• Tâches à réaliser:
1. D'après le texte sur la politique d'asile et d'immigration, lors de quel Conseil des ministres la mise sur pied d'un observatoire permanent de l'immigration a-t-elle été annoncée ?
2. Indiquez uniquement le nombre de lignes qui contiennent la chaîne « negative ».

• Texte à lire:
»»

La politique d’asile et d’immigration a constitué l’un des points sensibles de la législature de l’arc-en-ciel. Régularisation des sans-papiers, expulsion, aide sociale en nature aux candidats réfugiés… C’est peu dire que ces différents thèmes ont suscité des « frictions » entre les composantes du gouvernement. Le point sur ce dossier chaud.


Le gouvernement Verhofstadt avait annoncé un train de mesures portant sur :
• l’élaboration d’un statut cohérent pour les personnes déplacées en raison d’une situation de guerre
• la mise en place d’une procédure de régularisation (accord de gouvernement, 7 juillet 1999)
• l’élaboration de mesures relatives aux éloignements volontaires et forcés d’étrangers ne se trouvant pas en situation régulière sur le territoire belge
• l’élaboration de mesures destinées à protéger le statut des mineurs en exil non accompagnés ou placés, avec leurs parents, dans un centre fermé
• la généralisation de l’aide sociale en nature aux candidats réfugiés, dans des centres spécialement affectés à cette tâche
• la mise sur pied d’un observatoire permanent de l’immigration (Conseil des ministres du 1er octobre 1999).
La philosophie globale de cette politique d’asile et d’immigration était présentée comme visant à défendre la personne dans les situations qui l’oppriment, à respecter le droit d’asile et à appliquer sans réserves la Convention de Genève en particulier pour les violences à l’encontre des femmes, et à étendre la protection aux personnes qui risquent des tortures, des traitements inhumains ou dégradants ou qui fuient des violations généralisées des droits de l’homme. Le gouvernement voulait également compléter ce dispositif par une protection temporaire en cas d’afflux massif de réfugiés. Pour rappel, la Convention de Genève précise que « toute personne craignant avec raison d’être persécutée du fait de sa race, de sa religion, de sa nationalité, de son appartenance à un certain groupe social ou de ses opinions politiques… ». Et l’article 3 de la Convention européenne des Droits de l’homme ajoute que « nul ne peut être soumis à la torture ni à des peines ou traitements inhumains ou dégradants ». L’arc-en-ciel s’est donc attaché à repenser la politique d’immigration en définissant de nouveaux critères sociaux et humains ainsi qu’une procédure permettant l’accès au séjour avec comme corollaire que le droit de séjour entraîne automatiquement le droit au travail. Le constat de départ était que l’immigration répond à l’exercice de droits fondamentaux (asile, regroupement familial) et qu’elle doit être organisée en fonction des besoins économiques (pénuries de main-d’œuvre), mais que ces deux objectifs ne peuvent encadrer suffisamment les flux migratoires. Il fallait donc mettre en place une possibilité d’immigration légale complémentaire aux statuts existant déjà.

««

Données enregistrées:
»»

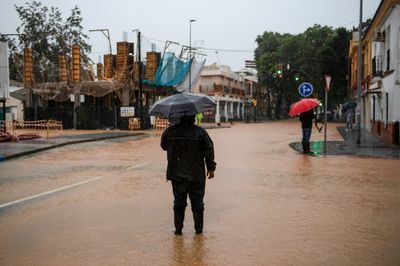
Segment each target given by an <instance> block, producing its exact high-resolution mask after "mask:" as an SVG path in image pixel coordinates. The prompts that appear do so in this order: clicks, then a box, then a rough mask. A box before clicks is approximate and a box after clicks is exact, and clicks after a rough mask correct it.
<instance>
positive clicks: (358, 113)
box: [356, 0, 363, 144]
mask: <svg viewBox="0 0 400 266" xmlns="http://www.w3.org/2000/svg"><path fill="white" fill-rule="evenodd" d="M362 9H363V1H362V0H360V21H359V24H358V54H357V57H358V68H357V111H356V113H357V116H356V117H357V130H358V135H357V144H360V143H361V80H362V69H363V65H362V64H363V60H362V35H363V34H362Z"/></svg>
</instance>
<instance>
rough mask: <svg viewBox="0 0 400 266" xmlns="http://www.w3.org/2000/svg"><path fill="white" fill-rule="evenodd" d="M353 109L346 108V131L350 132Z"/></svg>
mask: <svg viewBox="0 0 400 266" xmlns="http://www.w3.org/2000/svg"><path fill="white" fill-rule="evenodd" d="M353 119H354V109H353V108H348V109H347V111H346V131H351V129H352V127H353Z"/></svg>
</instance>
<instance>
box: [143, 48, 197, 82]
mask: <svg viewBox="0 0 400 266" xmlns="http://www.w3.org/2000/svg"><path fill="white" fill-rule="evenodd" d="M192 61H193V58H191V59H190V60H188V61H186V62H184V61H182V60H180V59H179V58H177V57H176V56H175V54H174V53H171V52H165V53H164V56H163V58H162V61H161V63H160V65H159V66H158V68H157V72H156V75H155V78H154V81H150V80H145V81H144V82H145V83H147V84H150V85H153V86H161V87H176V86H178V85H180V84H181V83H182V82H183V81H184V80H185V78H186V76H187V75H188V73H189V70H190V67H191V65H192Z"/></svg>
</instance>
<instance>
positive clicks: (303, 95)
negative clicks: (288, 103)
mask: <svg viewBox="0 0 400 266" xmlns="http://www.w3.org/2000/svg"><path fill="white" fill-rule="evenodd" d="M313 91H314V87H313V86H312V85H311V84H310V83H308V82H304V83H301V84H300V86H299V93H300V95H301V96H303V97H308V96H310V95H311V94H312V93H313Z"/></svg>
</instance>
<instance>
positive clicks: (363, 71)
mask: <svg viewBox="0 0 400 266" xmlns="http://www.w3.org/2000/svg"><path fill="white" fill-rule="evenodd" d="M357 35H358V34H354V35H353V40H352V41H351V44H350V54H349V56H350V60H351V81H350V82H351V83H350V84H351V89H352V92H353V95H356V91H357V75H356V73H357V68H358V64H357V50H358V45H357V41H358V36H357ZM362 45H363V47H362V49H363V52H362V54H363V66H362V68H363V70H362V76H363V79H362V98H361V99H360V100H361V106H360V107H361V108H360V111H361V125H362V127H363V128H365V129H367V130H368V131H370V132H372V133H373V134H375V135H377V136H379V137H380V138H381V139H382V140H383V141H385V142H386V143H392V144H397V145H398V144H399V139H400V137H399V121H400V0H382V1H381V3H380V5H379V7H378V9H377V11H376V13H375V15H374V17H373V19H372V22H371V24H370V26H369V28H368V29H367V31H366V32H365V33H364V36H363V39H362ZM354 98H355V97H354Z"/></svg>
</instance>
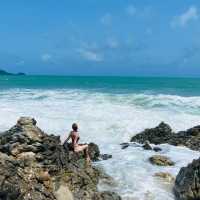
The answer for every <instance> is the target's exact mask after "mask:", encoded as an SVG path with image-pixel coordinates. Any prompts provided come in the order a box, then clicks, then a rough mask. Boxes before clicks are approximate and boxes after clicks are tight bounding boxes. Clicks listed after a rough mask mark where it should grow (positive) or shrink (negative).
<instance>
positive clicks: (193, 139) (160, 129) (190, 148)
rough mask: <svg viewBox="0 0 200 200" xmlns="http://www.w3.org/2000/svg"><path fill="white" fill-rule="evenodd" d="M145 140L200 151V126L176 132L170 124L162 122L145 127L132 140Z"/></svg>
mask: <svg viewBox="0 0 200 200" xmlns="http://www.w3.org/2000/svg"><path fill="white" fill-rule="evenodd" d="M145 141H149V142H150V143H152V144H164V143H168V144H171V145H175V146H185V147H188V148H190V149H192V150H195V151H200V126H195V127H193V128H190V129H188V130H186V131H180V132H178V133H174V132H173V131H172V128H171V127H170V126H169V125H168V124H166V123H164V122H161V123H160V124H159V125H158V126H157V127H155V128H150V129H145V130H144V131H142V132H141V133H139V134H137V135H135V136H133V137H132V138H131V142H138V143H145Z"/></svg>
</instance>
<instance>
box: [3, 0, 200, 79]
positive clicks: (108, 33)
mask: <svg viewBox="0 0 200 200" xmlns="http://www.w3.org/2000/svg"><path fill="white" fill-rule="evenodd" d="M0 68H3V69H5V70H8V71H12V72H18V71H24V72H26V73H29V74H58V75H63V74H66V75H133V76H134V75H139V76H140V75H144V76H148V75H149V76H200V1H199V0H167V1H163V0H59V1H58V0H42V1H41V0H34V1H27V0H17V1H13V0H6V1H1V2H0Z"/></svg>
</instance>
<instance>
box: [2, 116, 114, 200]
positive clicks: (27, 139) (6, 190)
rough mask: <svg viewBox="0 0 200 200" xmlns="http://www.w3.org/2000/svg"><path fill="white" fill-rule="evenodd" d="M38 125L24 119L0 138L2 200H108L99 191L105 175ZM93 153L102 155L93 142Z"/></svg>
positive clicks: (25, 117)
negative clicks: (69, 149) (88, 164)
mask: <svg viewBox="0 0 200 200" xmlns="http://www.w3.org/2000/svg"><path fill="white" fill-rule="evenodd" d="M36 124H37V122H36V120H35V119H33V118H28V117H23V118H20V119H19V120H18V122H17V124H16V125H15V126H13V127H12V128H11V129H10V130H8V131H6V132H3V133H2V134H1V135H0V199H2V200H3V199H5V200H14V199H16V200H18V199H20V200H33V199H34V200H35V199H37V200H44V199H45V200H55V199H57V200H64V199H66V198H67V197H68V199H73V200H78V199H83V200H91V199H93V197H94V194H96V195H97V196H101V197H102V198H101V199H102V200H103V199H106V198H107V197H106V196H102V192H99V191H98V188H97V185H98V183H99V181H100V179H101V177H102V172H101V171H100V170H99V169H97V168H95V167H93V166H92V165H85V164H86V163H85V159H84V156H83V155H78V154H75V153H74V152H71V151H69V150H68V149H65V148H64V147H63V145H61V141H60V137H59V136H54V135H48V134H46V133H44V132H43V131H42V130H41V129H40V128H38V127H37V126H36ZM90 150H91V152H90V153H91V155H92V156H93V158H96V157H97V156H99V154H100V152H99V149H98V146H97V145H95V144H93V143H92V145H91V146H90ZM102 178H103V177H102ZM116 196H118V195H117V194H116ZM110 198H111V199H115V195H114V194H113V197H112V195H110Z"/></svg>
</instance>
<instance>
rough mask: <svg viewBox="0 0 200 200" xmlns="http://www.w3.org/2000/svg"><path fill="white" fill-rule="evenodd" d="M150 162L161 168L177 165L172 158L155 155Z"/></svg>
mask: <svg viewBox="0 0 200 200" xmlns="http://www.w3.org/2000/svg"><path fill="white" fill-rule="evenodd" d="M149 161H150V162H151V163H152V164H153V165H159V166H172V165H175V163H174V162H173V161H171V160H170V158H168V157H166V156H161V155H154V156H152V157H150V158H149Z"/></svg>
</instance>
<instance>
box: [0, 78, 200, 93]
mask: <svg viewBox="0 0 200 200" xmlns="http://www.w3.org/2000/svg"><path fill="white" fill-rule="evenodd" d="M9 88H29V89H30V88H32V89H33V88H35V89H38V88H41V89H56V88H57V89H58V88H60V89H64V88H65V89H67V88H71V89H85V90H95V91H100V92H111V93H133V92H136V93H138V92H140V93H141V92H142V93H144V92H145V93H147V94H155V93H161V94H172V95H182V96H198V95H200V79H197V78H146V77H70V76H68V77H65V76H0V89H9Z"/></svg>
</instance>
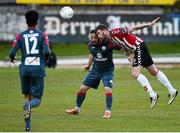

««

• Liste des réponses:
1. Lors du Conseil des ministres du 1er octobre 1999.

2. 3